Problem statement
Print, in exact form, the lines below from the one containing "Task: tag one point per instance of the sandy" through the one containing "# test: mark the downspout, one", and omit all others.

Exercise material

◆ ◆ ◆

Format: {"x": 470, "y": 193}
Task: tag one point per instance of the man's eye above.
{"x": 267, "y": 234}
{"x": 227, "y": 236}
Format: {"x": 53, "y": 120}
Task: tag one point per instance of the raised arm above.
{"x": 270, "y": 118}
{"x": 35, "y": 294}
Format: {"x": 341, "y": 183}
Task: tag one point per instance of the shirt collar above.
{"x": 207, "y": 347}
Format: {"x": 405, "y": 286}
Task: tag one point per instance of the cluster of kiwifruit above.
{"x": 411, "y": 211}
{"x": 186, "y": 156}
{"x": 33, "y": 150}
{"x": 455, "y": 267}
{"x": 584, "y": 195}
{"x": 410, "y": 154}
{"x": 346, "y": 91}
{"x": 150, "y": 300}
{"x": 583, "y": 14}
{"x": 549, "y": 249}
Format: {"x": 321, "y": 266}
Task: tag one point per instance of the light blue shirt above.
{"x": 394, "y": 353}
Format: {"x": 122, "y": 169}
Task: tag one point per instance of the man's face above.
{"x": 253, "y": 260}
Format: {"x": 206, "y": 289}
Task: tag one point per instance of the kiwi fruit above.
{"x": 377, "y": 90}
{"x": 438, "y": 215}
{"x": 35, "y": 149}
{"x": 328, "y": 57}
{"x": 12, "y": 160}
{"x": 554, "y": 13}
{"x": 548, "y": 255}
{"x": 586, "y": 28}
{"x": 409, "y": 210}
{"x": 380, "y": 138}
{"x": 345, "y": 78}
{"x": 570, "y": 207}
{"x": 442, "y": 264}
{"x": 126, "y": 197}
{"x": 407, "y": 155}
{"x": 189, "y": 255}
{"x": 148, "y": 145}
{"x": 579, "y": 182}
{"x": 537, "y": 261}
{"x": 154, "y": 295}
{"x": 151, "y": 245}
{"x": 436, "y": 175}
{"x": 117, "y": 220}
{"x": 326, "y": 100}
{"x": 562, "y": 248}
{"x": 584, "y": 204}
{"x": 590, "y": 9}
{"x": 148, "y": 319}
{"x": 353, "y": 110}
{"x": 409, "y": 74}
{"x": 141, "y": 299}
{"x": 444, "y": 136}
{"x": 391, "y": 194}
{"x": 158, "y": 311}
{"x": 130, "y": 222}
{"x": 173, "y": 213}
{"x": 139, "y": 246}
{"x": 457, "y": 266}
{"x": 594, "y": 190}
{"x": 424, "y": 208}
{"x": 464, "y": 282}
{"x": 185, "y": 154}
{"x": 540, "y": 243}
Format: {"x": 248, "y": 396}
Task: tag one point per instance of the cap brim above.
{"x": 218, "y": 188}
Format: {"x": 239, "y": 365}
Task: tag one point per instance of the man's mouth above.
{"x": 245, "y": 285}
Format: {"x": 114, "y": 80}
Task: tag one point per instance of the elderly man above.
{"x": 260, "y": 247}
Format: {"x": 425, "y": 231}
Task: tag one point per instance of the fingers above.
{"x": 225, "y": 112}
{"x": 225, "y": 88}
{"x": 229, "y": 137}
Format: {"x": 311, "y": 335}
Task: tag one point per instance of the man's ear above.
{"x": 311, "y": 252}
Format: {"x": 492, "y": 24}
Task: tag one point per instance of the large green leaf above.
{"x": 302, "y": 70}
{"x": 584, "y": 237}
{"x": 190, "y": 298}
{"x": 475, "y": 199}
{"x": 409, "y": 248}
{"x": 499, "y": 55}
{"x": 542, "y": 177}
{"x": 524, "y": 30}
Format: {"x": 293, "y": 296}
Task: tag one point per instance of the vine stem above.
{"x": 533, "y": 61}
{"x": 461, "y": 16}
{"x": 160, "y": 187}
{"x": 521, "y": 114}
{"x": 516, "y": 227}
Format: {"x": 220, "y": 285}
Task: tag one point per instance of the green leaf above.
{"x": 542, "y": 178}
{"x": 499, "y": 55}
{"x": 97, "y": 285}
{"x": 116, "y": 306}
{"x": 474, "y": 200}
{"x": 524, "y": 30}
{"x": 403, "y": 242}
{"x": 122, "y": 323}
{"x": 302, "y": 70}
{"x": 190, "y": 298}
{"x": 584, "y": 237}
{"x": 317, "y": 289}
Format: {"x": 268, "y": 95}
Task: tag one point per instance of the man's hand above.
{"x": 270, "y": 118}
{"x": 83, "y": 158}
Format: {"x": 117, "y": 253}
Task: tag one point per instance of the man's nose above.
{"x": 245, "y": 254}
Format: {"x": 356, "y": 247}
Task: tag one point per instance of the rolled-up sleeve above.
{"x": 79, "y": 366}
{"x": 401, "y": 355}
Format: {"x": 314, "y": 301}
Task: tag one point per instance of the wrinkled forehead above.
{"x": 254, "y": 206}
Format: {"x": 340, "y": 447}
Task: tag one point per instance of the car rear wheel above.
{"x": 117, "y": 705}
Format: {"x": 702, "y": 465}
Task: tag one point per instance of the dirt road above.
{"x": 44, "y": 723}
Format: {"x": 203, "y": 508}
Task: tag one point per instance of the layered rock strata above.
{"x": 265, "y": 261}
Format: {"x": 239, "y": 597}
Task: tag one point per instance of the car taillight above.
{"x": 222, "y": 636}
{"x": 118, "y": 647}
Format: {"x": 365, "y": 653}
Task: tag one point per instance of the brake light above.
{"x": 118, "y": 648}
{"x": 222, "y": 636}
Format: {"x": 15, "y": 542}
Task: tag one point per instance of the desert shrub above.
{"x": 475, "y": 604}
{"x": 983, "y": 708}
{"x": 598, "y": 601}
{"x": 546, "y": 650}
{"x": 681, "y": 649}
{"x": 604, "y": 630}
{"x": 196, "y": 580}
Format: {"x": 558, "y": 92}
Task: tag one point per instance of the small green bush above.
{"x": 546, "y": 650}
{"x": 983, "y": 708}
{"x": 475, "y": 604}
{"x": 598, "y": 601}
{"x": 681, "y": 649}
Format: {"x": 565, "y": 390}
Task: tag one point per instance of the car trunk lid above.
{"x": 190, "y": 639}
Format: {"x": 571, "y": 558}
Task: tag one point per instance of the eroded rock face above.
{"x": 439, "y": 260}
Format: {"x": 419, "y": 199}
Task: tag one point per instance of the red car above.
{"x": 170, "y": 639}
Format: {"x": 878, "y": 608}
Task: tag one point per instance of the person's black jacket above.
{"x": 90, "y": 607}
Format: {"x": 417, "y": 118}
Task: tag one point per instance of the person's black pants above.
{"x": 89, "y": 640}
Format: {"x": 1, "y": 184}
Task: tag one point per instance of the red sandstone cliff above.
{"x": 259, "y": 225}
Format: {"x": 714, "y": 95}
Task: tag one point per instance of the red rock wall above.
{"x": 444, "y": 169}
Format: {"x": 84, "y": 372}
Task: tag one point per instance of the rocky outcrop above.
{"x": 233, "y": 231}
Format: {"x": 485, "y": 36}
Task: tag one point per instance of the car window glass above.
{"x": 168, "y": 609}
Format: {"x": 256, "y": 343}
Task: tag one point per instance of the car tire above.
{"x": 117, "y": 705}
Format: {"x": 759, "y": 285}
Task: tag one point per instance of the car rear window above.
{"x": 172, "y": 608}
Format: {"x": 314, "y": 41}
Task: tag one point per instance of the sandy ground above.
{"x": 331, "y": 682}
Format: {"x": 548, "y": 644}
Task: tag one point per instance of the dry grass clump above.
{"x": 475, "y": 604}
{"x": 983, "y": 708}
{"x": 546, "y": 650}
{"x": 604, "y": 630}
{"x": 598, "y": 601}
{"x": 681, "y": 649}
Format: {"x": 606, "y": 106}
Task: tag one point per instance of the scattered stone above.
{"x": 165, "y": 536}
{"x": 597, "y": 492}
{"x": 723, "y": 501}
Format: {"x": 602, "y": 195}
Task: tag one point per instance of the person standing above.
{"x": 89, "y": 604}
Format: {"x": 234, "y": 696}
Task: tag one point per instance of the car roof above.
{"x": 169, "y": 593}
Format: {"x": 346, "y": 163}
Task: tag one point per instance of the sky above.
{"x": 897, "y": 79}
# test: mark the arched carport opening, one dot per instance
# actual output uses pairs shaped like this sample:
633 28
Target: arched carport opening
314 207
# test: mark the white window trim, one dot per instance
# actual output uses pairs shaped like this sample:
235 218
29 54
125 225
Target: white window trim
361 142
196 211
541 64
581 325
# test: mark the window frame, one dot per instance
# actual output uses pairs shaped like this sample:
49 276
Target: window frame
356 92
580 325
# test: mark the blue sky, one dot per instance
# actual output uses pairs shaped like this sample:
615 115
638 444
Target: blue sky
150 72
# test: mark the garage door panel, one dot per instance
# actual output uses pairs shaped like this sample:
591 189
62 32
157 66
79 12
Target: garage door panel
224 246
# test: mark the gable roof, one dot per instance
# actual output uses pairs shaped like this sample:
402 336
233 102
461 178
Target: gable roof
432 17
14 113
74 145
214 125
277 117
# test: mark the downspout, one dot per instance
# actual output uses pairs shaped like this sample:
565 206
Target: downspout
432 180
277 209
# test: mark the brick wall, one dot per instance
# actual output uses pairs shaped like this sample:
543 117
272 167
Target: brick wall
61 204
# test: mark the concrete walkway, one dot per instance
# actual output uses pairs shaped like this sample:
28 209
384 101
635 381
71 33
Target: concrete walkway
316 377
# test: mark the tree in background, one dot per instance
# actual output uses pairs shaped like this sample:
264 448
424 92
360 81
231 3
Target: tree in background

◆ ◆ ◆

Task solution
Task: tag one point per instance of the sandy ground above.
{"x": 331, "y": 682}
Format: {"x": 548, "y": 644}
Task: tag one point per instance of the dry grass clump above.
{"x": 475, "y": 604}
{"x": 983, "y": 708}
{"x": 546, "y": 650}
{"x": 604, "y": 630}
{"x": 598, "y": 601}
{"x": 681, "y": 649}
Format: {"x": 606, "y": 106}
Task: tag one point per instance of the scattered stone above.
{"x": 165, "y": 536}
{"x": 597, "y": 492}
{"x": 723, "y": 501}
Format: {"x": 602, "y": 195}
Task: tag one point per instance of the person standing above.
{"x": 89, "y": 604}
Format: {"x": 234, "y": 696}
Task: tag one point per instance of the car roof above.
{"x": 169, "y": 593}
Format: {"x": 346, "y": 163}
Task: tag one point per instance of the sky above.
{"x": 897, "y": 79}
# test: mark the arched carport opening, one dot per instance
# actual output uses pairs shaped like this sample:
633 28
Target: arched carport opening
314 207
# test: mark the white window trim, one dot per instance
# actual output uses pairs shaped like this sample:
235 218
29 54
125 225
Target: white window trim
361 142
196 211
541 64
581 325
# test: mark the window frame, one dot per instance
# actual output uses pairs shaped like this sample:
49 276
Target: window frame
356 92
580 325
# test: mark the blue sky, one dot per instance
# actual output uses pairs shaped like this sample:
615 115
638 444
Target: blue sky
150 72
# test: mark the garage door panel, one dot per instance
# actual output uses pairs shaped like this sample:
591 189
62 32
157 66
79 12
Target: garage door panel
224 246
# test: mark the gable roof, one dot per instance
# actual output uses pairs shaped like this sample:
402 336
233 102
461 178
Target: gable roof
432 17
14 113
74 145
214 125
277 117
# test: mark the downspout, one dot per instance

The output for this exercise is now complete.